3. L'appelant fait en substance grief au Tribunal d'avoir considéré qu'il ne s'était pas opposé à la modification de sa rémunération et qu'une acceptation tacite de celle-ci pouvait être inférée de son silence. Il lui reproche en outre d'avoir considéré que ses relations contractuelles avec l'intimée n'étaient pas soumises au respect de la forme écrite. Les parties étaient en effet convenues de soumettre leur contrat aux dispositions de la convention collective de travail pour les concierges (ci-après CCT-concierges), laquelle imposait le respect de ladite forme. Le courrier de l'intimée du 24 septembre 2013 n'ayant pas été contresigné par ses soins, la modification contractuelle en résultant était dénuée d'effets. Il avait dès lors toujours droit au versement de la part de salaire de 30% afférente aux prestations qu'il avait assumées en lieu et place de feu son épouse.

En l'occurrence, la Cour examinera en premier lieu le grief de l'absence de respect de la forme écrite lors de la modification du contrat de travail intervenue le 24 septembre 2013 (cf. infra consid. 4). Elle se penchera ensuite sur la question de l'acceptation tacite de la modification en question (cf. infra consid. 5).

4. 4.1.1 A teneur des art. 356 ss CO, les clauses normatives d'une convention collective de travail (CCT) n'ont en principe d'effet qu'envers les employeurs et travailleurs qu'elles lient, c'est-à-dire les employeurs qui sont personnellement parties à la convention, les employeurs et travailleurs qui sont membres d'une association contractante, ou encore les employeurs et les travailleurs qui ont déclaré se soumettre à la convention au sens de l'article 356b CO (ATF 141 III 418 consid. 2.1; 139 III 60 consid. 5.1).

■ **Extraits de la liste**
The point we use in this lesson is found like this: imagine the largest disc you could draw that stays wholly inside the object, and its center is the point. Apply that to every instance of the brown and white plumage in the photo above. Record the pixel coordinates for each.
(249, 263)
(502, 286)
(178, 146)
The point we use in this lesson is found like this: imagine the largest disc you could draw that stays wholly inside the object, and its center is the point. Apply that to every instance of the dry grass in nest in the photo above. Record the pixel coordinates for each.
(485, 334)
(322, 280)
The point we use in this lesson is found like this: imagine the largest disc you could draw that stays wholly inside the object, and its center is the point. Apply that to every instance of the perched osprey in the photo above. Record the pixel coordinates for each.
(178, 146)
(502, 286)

■ **Consigne**
Réécrivez sous forme de liste le paragraphe de l'extrait fourni qui commence par « L'appelant fait en substance grief », en conservant ses faits principaux.

■ **Votre réponse**
- L'appelant reproche au Tribunal d'avoir considéré qu'il ne s'était pas opposé à la modification de sa rémunération et que son silence valait acceptation tacite.
- Il lui reproche aussi d'avoir jugé que ses relations contractuelles avec l'intimée n'étaient pas soumises à la forme écrite.
- Selon lui, les parties avaient convenu de soumettre leur contrat à la CCT-concierges, qui imposait la forme écrite.
- Le courrier de l'intimée du 24 septembre 2013 n'ayant pas été contresigné par lui, la modification contractuelle qui en résultait était sans effet.
- Il avait donc toujours droit à la part de salaire de 30 % correspondant aux prestations assumées à la place de feu son épouse.